▶ **Task directions**: From the entries below, transcribe exactly the lines between the line holding "Query: orange basketball" and the line holding "compact form (687,448).", inclusive; skip all other lines.

▶ **Extracted records**:
--- START ---

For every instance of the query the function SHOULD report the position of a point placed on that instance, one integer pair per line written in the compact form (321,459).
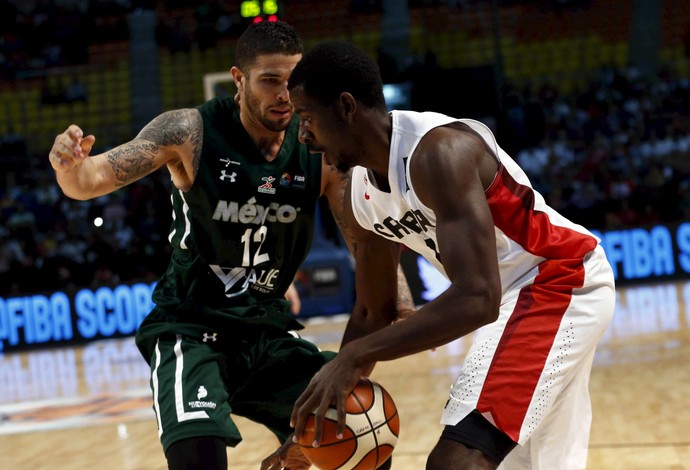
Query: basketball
(371,431)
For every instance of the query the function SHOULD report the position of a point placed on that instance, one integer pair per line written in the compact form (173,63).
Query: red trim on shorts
(530,331)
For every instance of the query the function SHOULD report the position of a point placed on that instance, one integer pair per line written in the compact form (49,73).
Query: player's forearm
(452,315)
(80,182)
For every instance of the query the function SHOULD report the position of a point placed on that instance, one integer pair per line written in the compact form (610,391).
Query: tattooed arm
(174,139)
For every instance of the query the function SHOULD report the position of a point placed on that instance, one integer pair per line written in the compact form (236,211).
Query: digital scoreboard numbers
(257,10)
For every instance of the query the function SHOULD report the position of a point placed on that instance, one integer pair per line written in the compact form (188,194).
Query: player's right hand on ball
(288,457)
(70,149)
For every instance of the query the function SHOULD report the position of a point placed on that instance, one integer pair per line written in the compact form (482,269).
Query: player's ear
(237,76)
(348,105)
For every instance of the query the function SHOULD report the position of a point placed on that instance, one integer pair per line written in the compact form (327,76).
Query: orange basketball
(372,426)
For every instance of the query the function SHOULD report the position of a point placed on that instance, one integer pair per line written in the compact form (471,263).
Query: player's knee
(208,453)
(450,454)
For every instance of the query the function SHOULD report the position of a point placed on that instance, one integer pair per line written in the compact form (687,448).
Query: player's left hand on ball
(329,388)
(288,456)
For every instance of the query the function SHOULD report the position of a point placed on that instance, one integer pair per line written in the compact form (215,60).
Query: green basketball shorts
(199,381)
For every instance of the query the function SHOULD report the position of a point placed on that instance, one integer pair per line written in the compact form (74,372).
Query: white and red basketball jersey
(528,371)
(527,230)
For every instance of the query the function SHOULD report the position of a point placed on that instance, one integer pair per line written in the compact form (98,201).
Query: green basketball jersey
(243,229)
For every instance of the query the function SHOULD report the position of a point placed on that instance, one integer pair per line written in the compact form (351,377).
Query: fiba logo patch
(231,176)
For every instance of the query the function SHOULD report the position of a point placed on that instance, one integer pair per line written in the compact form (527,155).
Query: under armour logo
(224,175)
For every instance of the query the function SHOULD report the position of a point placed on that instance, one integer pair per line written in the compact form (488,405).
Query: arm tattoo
(136,159)
(132,161)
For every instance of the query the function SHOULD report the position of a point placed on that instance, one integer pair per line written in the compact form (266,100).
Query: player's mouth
(282,112)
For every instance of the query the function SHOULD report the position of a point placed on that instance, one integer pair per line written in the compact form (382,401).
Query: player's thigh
(279,375)
(189,394)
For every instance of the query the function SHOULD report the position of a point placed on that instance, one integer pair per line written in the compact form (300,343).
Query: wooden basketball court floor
(89,407)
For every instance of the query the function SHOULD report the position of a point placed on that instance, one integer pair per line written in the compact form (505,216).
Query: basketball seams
(371,431)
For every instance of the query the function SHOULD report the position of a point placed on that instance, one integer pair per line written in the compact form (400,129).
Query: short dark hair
(266,37)
(334,67)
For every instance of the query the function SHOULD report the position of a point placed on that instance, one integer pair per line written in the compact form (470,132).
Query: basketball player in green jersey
(220,339)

--- END ---

▶ **Answer space**:
Query: orange basketball
(372,426)
For every instance of the query the function SHOULD report the position of a point placed on that instance, one integer pair per line written in the compact form (471,263).
Query: player's knee
(208,453)
(450,454)
For every instance of the query the function SHOULD report the position of a point placed on that instance, one integer pair per line written in the compact form (687,448).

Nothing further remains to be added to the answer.